Aim: Please reproduce the rows below word for word and change nothing.

(Position annotation records)
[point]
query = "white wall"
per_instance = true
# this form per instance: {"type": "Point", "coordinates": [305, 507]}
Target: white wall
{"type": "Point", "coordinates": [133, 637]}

Task answer:
[point]
query = "white wall"
per_instance = true
# this form per instance: {"type": "Point", "coordinates": [305, 507]}
Target: white wall
{"type": "Point", "coordinates": [133, 637]}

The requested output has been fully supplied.